Share your dilemmas and get honest opinions from other Mumsnetters.

how to be attractive at 35?

205 replies

Lilyamna · 03/05/2020 02:54

I know that’s not old, and some women my age looks incredible, but in my case my looks are definitely on the ‘downward slope’. I feel like giving up on myself, because - what’s the point? I have furrows between my eyes and a wrinkled brow. Deep laughter lines around my eyes, my cheeks are flattening, my face is getting longer and and I’ve got those wrinkles running from my nose to my mouth. My hair is thinner than it used to be and some greys are appearing. I’m getting fatter- I’m no heavier according to the scales, but a definite tummy is appearing. I just don’t feel attractive any more. I could make more effort with my appearance, but I just get upset that no amount of makeup can hide the wrinkles and change of face and body shape. You can’t polish a turd, as they say. Sad

I am single and happily so ... but I do miss that feeling of being attractive to men. I don’t get ‘looks’ any more, and it’s depressing. It’s like I was happy to be single when I knew I could get a man if I wanted. Now I’m not sure I could at all, and I suddenly feel like I’m on the reject pile.

> [Items]
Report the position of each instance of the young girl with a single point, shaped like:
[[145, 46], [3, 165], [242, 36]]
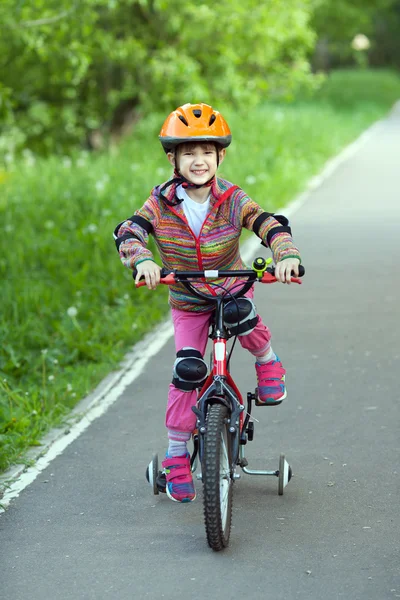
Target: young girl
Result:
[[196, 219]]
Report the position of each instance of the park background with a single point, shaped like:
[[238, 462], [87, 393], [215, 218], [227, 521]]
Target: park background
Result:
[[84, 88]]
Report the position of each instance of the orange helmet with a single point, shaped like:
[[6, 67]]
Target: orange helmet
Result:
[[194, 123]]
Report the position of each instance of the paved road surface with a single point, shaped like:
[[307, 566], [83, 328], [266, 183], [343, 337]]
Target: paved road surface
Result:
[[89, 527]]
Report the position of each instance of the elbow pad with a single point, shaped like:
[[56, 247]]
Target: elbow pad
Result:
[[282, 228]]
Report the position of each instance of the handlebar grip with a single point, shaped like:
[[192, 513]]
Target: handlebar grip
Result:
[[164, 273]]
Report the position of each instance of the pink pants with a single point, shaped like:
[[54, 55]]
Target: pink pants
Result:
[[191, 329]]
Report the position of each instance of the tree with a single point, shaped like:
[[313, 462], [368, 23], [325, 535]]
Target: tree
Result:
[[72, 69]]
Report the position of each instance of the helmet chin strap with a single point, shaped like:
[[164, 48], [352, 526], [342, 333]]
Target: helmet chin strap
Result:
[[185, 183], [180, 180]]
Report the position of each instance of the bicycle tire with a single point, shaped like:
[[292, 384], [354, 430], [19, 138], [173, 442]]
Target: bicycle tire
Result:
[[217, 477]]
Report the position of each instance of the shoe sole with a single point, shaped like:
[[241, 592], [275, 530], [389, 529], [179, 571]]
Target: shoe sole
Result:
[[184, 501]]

--

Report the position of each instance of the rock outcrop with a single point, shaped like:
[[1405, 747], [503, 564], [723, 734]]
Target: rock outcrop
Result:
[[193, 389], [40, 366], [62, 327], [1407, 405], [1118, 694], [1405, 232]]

> [Required work]
1) In the forum post, write out the stretch from "I am single" through "the reject pile." again, substituting "scrap heap" for "reject pile".
2) According to the forum post, what do the scales show about the poster's weight?

> [Exercise results]
1)
I am single and happily so ... but I do miss that feeling of being attractive to men. I don’t get ‘looks’ any more, and it’s depressing. It’s like I was happy to be single when I knew I could get a man if I wanted. Now I’m not sure I could at all, and I suddenly feel like I’m on the scrap heap.

2) The scales show she is no heavier.